On Fri, Sep 1, 2023 at 2:47 PM Stathis Papaioannou <stath...@gmail.com>
wrote:

>> No. Knowing the laws of physics is not enough, to make predictions you
>> also need to know the initial conditions. Superdeterminism says more than a
>> given state of the universe is the mathematical product of the previous
>> state, superdeterminism assumes, for no particular reason, that out of the
>> infinite number of states the universe could've started out at, 13.8
>> billion years ago it was in the one and only one particular state that
>> would make experimenters 13.8 billion years later "choose" to set their
>> instruments in such a way that they always *INCORRECTLY* conclude that
>> things can *NOT* be both realistic and local. It would be absolutely
>> impossible to make a larger assumption than this, and that is why it is the
>> largest violation of Occam's Razor conceivable. There are an infinite
>> number of initial conditions the universe could've started out in and in
>> which things would be deterministic today, but one and only one initial
>> condition would produce the universe in which superdeterminism is true. And
>> if superdeterminism were true then there would be no point in performing
>> scientific experiments since there would be no reason for them to lead
>> to the truth, and yet airplanes fly and bridges don't collapse so they do
>> seem to lead to the truth, there is no way to explain that unless the
>> initial conditions were even further restrained such that we set our
>> instruments correctly on all experiments *EXCEPT* when the experimenters
>> try to test for realism or locality, then we "choose" to set them
>> incorrectly. That's why I don't understand how anyone can take this
>> seriously. That is why I think superdeterminism is bullshit.

◆ **Stated goal 1**
In the email passage on superdeterminism, how does the writer characterize superdeterminism with respect to Occam's Razor?

Picture annotation records

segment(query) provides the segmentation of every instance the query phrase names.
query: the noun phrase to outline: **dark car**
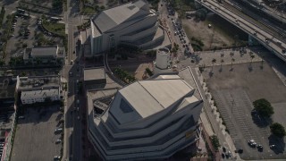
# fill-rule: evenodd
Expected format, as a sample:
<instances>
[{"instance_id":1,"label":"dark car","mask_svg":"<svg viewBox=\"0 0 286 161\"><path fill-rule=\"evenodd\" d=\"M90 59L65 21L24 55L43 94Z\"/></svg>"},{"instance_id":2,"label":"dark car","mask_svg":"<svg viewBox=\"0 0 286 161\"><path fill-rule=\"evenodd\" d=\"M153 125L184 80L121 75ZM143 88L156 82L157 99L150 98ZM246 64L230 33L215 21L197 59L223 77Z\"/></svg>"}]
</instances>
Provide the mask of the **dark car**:
<instances>
[{"instance_id":1,"label":"dark car","mask_svg":"<svg viewBox=\"0 0 286 161\"><path fill-rule=\"evenodd\" d=\"M251 111L251 115L257 115L257 111L256 109L253 109Z\"/></svg>"},{"instance_id":2,"label":"dark car","mask_svg":"<svg viewBox=\"0 0 286 161\"><path fill-rule=\"evenodd\" d=\"M258 151L263 151L263 146L262 145L257 145L257 149L258 149Z\"/></svg>"}]
</instances>

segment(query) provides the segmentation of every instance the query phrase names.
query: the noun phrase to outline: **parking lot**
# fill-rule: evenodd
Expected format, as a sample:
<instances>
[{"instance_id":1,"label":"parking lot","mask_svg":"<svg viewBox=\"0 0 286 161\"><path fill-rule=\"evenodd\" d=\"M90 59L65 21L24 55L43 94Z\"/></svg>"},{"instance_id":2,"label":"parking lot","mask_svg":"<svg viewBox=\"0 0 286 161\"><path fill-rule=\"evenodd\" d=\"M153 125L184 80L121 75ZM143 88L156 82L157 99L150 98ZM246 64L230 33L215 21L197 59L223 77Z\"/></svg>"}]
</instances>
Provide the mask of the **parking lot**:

◆ **Stated goal 2**
Rename "noun phrase" to "target phrase" throughout the listing above and reproduce it with all else unchanged, omitting the pictures.

◆ **Exercise solution 1**
As the largest violation of Occam's Razor conceivable.

◆ **Exercise solution 2**
segment(query) provides the segmentation of every instance the query phrase names.
query: the target phrase to outline: **dark car**
# fill-rule: evenodd
Expected format, as a sample:
<instances>
[{"instance_id":1,"label":"dark car","mask_svg":"<svg viewBox=\"0 0 286 161\"><path fill-rule=\"evenodd\" d=\"M90 59L65 21L24 55L43 94Z\"/></svg>"},{"instance_id":2,"label":"dark car","mask_svg":"<svg viewBox=\"0 0 286 161\"><path fill-rule=\"evenodd\" d=\"M153 125L184 80L121 75ZM143 88L156 82L157 99L150 98ZM246 64L230 33L215 21L197 59L223 77Z\"/></svg>"}]
</instances>
Provide the mask of the **dark car**:
<instances>
[{"instance_id":1,"label":"dark car","mask_svg":"<svg viewBox=\"0 0 286 161\"><path fill-rule=\"evenodd\" d=\"M251 111L251 115L257 115L257 111L256 109L253 109Z\"/></svg>"},{"instance_id":2,"label":"dark car","mask_svg":"<svg viewBox=\"0 0 286 161\"><path fill-rule=\"evenodd\" d=\"M258 151L263 151L263 146L262 145L257 145L257 149L258 149Z\"/></svg>"}]
</instances>

segment(query) provides the segmentation of every instance the query phrase names.
query: the target phrase to outline: **parking lot**
# fill-rule: evenodd
Expected format, as a sample:
<instances>
[{"instance_id":1,"label":"parking lot","mask_svg":"<svg viewBox=\"0 0 286 161\"><path fill-rule=\"evenodd\" d=\"M90 59L65 21L24 55L43 94Z\"/></svg>"},{"instance_id":2,"label":"parking lot","mask_svg":"<svg viewBox=\"0 0 286 161\"><path fill-rule=\"evenodd\" d=\"M153 125L184 80L121 75ZM143 88L156 82L157 99L150 98ZM246 64L230 33L215 21L197 59L223 77Z\"/></svg>"}]
</instances>
Provide the mask of the **parking lot**:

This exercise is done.